Task details: Each line below is to be copied out exactly, and none may be omitted.

Record set:
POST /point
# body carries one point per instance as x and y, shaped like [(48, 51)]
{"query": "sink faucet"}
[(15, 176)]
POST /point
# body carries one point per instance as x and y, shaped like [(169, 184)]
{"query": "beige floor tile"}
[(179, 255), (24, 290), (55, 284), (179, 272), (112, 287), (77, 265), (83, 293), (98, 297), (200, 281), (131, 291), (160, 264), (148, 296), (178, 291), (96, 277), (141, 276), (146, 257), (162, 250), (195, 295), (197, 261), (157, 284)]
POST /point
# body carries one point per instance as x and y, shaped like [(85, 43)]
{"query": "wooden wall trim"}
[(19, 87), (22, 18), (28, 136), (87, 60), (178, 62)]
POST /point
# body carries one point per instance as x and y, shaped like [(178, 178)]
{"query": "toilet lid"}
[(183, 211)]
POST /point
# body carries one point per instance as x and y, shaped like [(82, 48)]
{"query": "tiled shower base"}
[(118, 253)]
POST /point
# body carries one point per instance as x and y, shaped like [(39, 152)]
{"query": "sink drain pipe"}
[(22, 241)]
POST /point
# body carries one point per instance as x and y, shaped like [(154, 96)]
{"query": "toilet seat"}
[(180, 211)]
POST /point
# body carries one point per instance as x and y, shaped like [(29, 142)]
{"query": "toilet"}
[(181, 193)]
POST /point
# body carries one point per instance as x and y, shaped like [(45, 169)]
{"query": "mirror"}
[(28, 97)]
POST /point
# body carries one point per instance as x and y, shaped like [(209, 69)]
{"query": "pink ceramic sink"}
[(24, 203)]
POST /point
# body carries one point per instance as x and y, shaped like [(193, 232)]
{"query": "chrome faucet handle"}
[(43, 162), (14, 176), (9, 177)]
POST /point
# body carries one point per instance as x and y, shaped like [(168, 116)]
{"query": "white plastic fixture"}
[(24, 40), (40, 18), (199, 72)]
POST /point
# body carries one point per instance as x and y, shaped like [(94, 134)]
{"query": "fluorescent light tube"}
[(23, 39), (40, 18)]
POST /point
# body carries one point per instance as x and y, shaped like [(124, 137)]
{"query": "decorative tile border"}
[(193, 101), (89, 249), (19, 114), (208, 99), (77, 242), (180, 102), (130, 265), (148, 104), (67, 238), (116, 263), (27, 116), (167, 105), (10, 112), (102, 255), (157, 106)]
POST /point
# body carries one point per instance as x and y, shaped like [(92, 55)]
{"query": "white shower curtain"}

Written solution:
POST /point
# body carries one point per instance as x and y, shaped like [(48, 51)]
{"query": "sink faucet"}
[(15, 176)]
POST /point
# body carries one point per instance as x and y, shaped like [(169, 184)]
{"query": "beige floor tile"}
[(179, 255), (24, 290), (55, 284), (179, 272), (112, 287), (77, 265), (83, 293), (98, 297), (200, 281), (131, 291), (160, 264), (148, 296), (178, 291), (96, 277), (141, 276), (146, 257), (162, 250), (195, 295), (197, 261), (157, 284)]
POST /point
# body carries one point per instance as x and y, shaped like [(85, 43)]
{"query": "wooden wall trim"}
[(19, 87), (22, 18), (28, 136), (87, 60), (178, 62)]
POST /point
# body carries one point per instance as x and y, shaped like [(178, 178)]
{"query": "toilet lid"}
[(183, 211)]
POST /point
# body carries one point per instance as x and y, shaped like [(82, 48)]
{"query": "tiled shower base"}
[(118, 253)]
POST /point
# body carries one point per instance as x and y, shaped like [(39, 152)]
{"query": "sink drain pipe"}
[(22, 241)]
POST /point
# body carries one point per instance as x and y, shaped like [(154, 96)]
{"query": "toilet seat"}
[(180, 211)]
POST /point
# body carries one point per instance as x and y, shaped like [(29, 142)]
{"query": "toilet"}
[(181, 193)]
POST /point
# body carries one point per instance as x and y, shaped like [(45, 169)]
{"query": "mirror"}
[(28, 97)]
POST /point
# body carries one point per instance as x and y, shaped like [(209, 69)]
{"query": "pink ceramic sink"}
[(24, 203)]
POST /point
# body carries one point per instance as x and y, shaped like [(193, 232)]
{"query": "chrome faucet handle"}
[(43, 162), (14, 176), (9, 177)]
POST /point
# body carries one point per instance as x and y, shaped like [(168, 116)]
{"query": "white plastic fixture"}
[(24, 40), (40, 18), (199, 72)]
POST /point
# body carries one point per instance as x and y, shaped like [(94, 134)]
{"query": "fluorescent light tube"}
[(23, 39), (40, 18)]
POST /point
# body carries one point per instance as x and y, shaped like [(124, 137)]
{"query": "decorative tile border"}
[(193, 101), (89, 249), (19, 114), (208, 99), (77, 242), (180, 102), (130, 265), (148, 104), (67, 238), (116, 263), (27, 116), (167, 105), (10, 112), (102, 255), (157, 106)]
POST /point
# body carries one point per instance as x and y, shaped like [(92, 55)]
{"query": "white shower curtain"}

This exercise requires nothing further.